START Text passage

More interesting is Ellis’s reinterpretation of the werewolf legend. The curse and the silver bullet survived from established mythology but he throws the rest away to create a new look and feel for his creatures. These beasts don’t represent the duality of the werewolves of yore, the mix of animal and spiritual. They don’t wait for the full moon to turn. Nor do they look like the customary Lon Chaney Jr. monster. Instead, as one scene memorably details, the victims are enveloped in a werewolf casing.
No spoilers here, but the creatures are primal killing machines, not the tortured souls of other werewolf movies who are trapped by, but fight against, their nature.
“The Cursed” is a fresh take on the werewolf legend but simultaneously feels like a throwback to the Hammer Horror films of old where charismatic Van Helsing types battled creatures and corsets and tailcoats were still in fashion. A mix of elevated and primal scares, of brains and schlock, it contains enough suspense and memorable visuals to make it worthwhile.
In his first film in five years Channing Tatum trades in the g-strings and dance moves of “Magic Mike” for a dog leash and self-awareness. “Dog,” now playing in theatres, is a pet project of a sort for Tatum, who not only stars but also makes his directorial debut in a movie about the power of the dog to change a life.
Tatum plays Jackson Briggs, a former U.S. Army Ranger sidelined by a traumatic brain injury and PTSD. Cut adrift of the military, in civilian life he is lost, separated from the only world he truly feels part of. He wants back in, but his medical status won’t allow a return to service.
When his best Ranger friend dies in Arizona, Briggs is offered a way back into the military. “You want to get back in the game?” asks Ranger Jones (Luke Forbes). “Prove it. Sergeant Rodriguez was a legend. Family funeral is Sunday outside of Nogales. They want his dog at the funeral. You do this, and you’re back in the game.”
The dog is Lulu, a Belgian Malinois military working dog, who vicious nature worked well in the field, less so back on base. “One minute she’s good,” says Briggs, “the next minute she’s sending three guys to the ER.”
Despite Lulu’s temper, Briggs agrees to drive her down the Pacific Coast from Joint Base Lewis–McChord in Washington to the funeral in Arizona. The unlikely pair head out on an eventful road trip, one that may lead to redemption for both.
“Dog” is a low-key man and his dog movie that quietly examines the after effects of trauma and the healing power of companionship and respect. As the miles tick by, Briggs comes to understand the shared bond between man and dog. Both are figuring out life outside the war zones that were their homes for many years, and both are forever marked by the experience. As their relationship deepens, it’s clear the key to their recovery is mutual TLC.
The movie takes some strange detours along the way—like a long sequence where Briggs pretends to be blind to get a fancy hotel suite or an odd encounter with a cannabis farmer who believes Briggs is an assassin—but the beating heart of the movie is the relationship between man and dog.
Tatum brings his likeable self to a character who isn’t always likeable. The film places Briggs is comedic and dramatic situations, which gives the movie an uneven tone—there are some “ruff” spots—but Tatum levels the field, providing continuity between the film’s goofy and gallant moments. Most importantly, he shares great chemistry with Lulu, who is actually played by three different canine actors. Tatum and co-director Reid Carolin make sure to include lots of close-ups of the Lulu’s soulful eyes, and in those scenes Tatum’s warmth shines through.
“Dog” is not a movie that teaches a lot of new tricks to the dog or to the audience but it does end on an emotional note with a welcome, if well-worn message, of the healing power of companionship.

END Text passage
START Information supplied

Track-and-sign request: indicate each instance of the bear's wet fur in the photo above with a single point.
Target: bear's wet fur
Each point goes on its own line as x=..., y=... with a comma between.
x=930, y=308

END Information supplied

* Instructions *
- 1) In the reviews, state how many different canine actors play Lulu.
- 2) Reproduce word for word the part of the reviews that begins at the words "No spoilers here, but" and stops after the words "make it worthwhile.".

* Your responses *
- 1) Three.

- 2)
No spoilers here, but the creatures are primal killing machines, not the tortured souls of other werewolf movies who are trapped by, but fight against, their nature.
“The Cursed” is a fresh take on the werewolf legend but simultaneously feels like a throwback to the Hammer Horror films of old where charismatic Van Helsing types battled creatures and corsets and tailcoats were still in fashion. A mix of elevated and primal scares, of brains and schlock, it contains enough suspense and memorable visuals to make it worthwhile.